### [Do this]
Can you write out the listing below word for word, leaving the pictures out?

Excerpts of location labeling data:
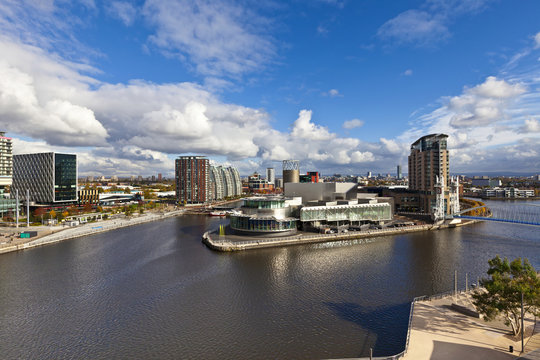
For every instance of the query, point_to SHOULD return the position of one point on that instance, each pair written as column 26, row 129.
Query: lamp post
column 522, row 328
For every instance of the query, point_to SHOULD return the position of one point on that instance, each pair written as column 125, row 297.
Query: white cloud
column 429, row 24
column 134, row 127
column 483, row 104
column 354, row 123
column 414, row 26
column 530, row 126
column 24, row 110
column 333, row 93
column 219, row 37
column 537, row 41
column 304, row 129
column 122, row 10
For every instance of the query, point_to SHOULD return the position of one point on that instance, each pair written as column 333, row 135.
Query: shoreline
column 221, row 243
column 89, row 229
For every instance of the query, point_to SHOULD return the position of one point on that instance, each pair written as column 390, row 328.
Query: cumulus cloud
column 414, row 26
column 122, row 10
column 219, row 37
column 24, row 110
column 354, row 123
column 333, row 93
column 304, row 129
column 138, row 126
column 429, row 23
column 530, row 126
column 483, row 104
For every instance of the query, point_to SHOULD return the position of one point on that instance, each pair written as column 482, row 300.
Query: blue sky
column 343, row 86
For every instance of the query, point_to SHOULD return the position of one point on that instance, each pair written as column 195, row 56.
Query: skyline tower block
column 192, row 176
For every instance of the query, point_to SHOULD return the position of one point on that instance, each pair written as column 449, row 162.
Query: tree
column 39, row 212
column 503, row 291
column 88, row 208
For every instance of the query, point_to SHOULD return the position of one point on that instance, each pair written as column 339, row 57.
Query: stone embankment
column 222, row 243
column 66, row 233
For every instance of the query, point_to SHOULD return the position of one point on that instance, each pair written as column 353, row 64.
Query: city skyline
column 342, row 86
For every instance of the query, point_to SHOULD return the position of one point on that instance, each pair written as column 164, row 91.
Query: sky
column 344, row 86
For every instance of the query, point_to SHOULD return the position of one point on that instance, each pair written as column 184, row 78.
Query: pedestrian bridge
column 523, row 214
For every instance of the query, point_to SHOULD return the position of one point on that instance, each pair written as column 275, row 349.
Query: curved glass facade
column 264, row 203
column 374, row 212
column 247, row 223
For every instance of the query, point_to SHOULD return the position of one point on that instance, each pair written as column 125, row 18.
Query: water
column 155, row 291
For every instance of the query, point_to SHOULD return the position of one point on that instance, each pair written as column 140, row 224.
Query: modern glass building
column 347, row 213
column 50, row 177
column 6, row 161
column 264, row 216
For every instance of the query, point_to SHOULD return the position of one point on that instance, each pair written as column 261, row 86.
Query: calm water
column 155, row 291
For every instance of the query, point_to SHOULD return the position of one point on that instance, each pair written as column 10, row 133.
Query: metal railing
column 222, row 239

### [The result]
For every instance of the query, point_to SHOULD return the position of one point on that instance, each pair written as column 26, row 129.
Query: lamp post
column 522, row 328
For every instance of the query, point_to SHOULD return the position of one point on that instance, each pair written as column 125, row 297.
Query: white cloud
column 429, row 24
column 134, row 127
column 483, row 104
column 354, row 123
column 414, row 26
column 530, row 126
column 24, row 110
column 333, row 93
column 219, row 37
column 537, row 41
column 304, row 129
column 122, row 10
For every instance of the query, point_to SHOULD return the position of one point on that instance, each pair written as column 333, row 135.
Query: shoreline
column 221, row 243
column 89, row 229
For every instance of the query, point_to SHOULD return the position of one point on that instance, each pair written as column 390, row 328.
Query: cumulus cloud
column 414, row 26
column 122, row 10
column 219, row 37
column 24, row 110
column 354, row 123
column 333, row 93
column 304, row 129
column 138, row 126
column 429, row 23
column 530, row 126
column 483, row 104
For every instance of the query, point_to SHOULD return the position of one point on that instance, each pair written as column 482, row 300.
Query: blue sky
column 343, row 86
For every instance of the query, point_to SHOULD return the position of one point on that instance, each pair written as column 195, row 56.
Query: skyline tower block
column 192, row 176
For every instance of the query, point_to SHOULD return the position of one point on that instance, each pair written as column 449, row 162.
Query: tree
column 39, row 212
column 503, row 291
column 88, row 208
For every instance of the query, point_to SHOULD return the position of one point on that instance, each pair written as column 339, row 57.
Query: stone embankment
column 222, row 243
column 66, row 233
For every instance of the query, point_to SHOULD return the position of one point on that instance, each pair written as column 353, row 64.
Query: city skyline
column 342, row 86
For every instance of the query, point_to SHOULD return the position of one point on that instance, each pair written as column 164, row 91.
Query: sky
column 344, row 86
For every instance of the query, point_to SHOULD return the position of one point on that instance, each pair written as column 184, row 78.
Query: pedestrian bridge
column 523, row 214
For every instance of the query, point_to SHOULD return the position of one point on that instance, each pair written as column 275, row 349.
Query: curved glass facade
column 264, row 203
column 374, row 212
column 247, row 223
For every instance of the query, point_to SHOULD return the position of one point on that instance, each pair written as column 125, row 18.
Query: water
column 155, row 291
For every instance of the query, point_to SHOULD return the position of one point on that instance, each pair written as column 140, row 224.
Query: modern glass building
column 347, row 213
column 50, row 177
column 6, row 161
column 264, row 216
For every instance of the query, point_to SHOULD return the position of one point on that instance, each pair written as column 261, row 86.
Query: calm water
column 155, row 291
For every instance of the query, point_to SHOULD return the position of one point on that instance, each pair written as column 10, row 133.
Query: metal railing
column 222, row 239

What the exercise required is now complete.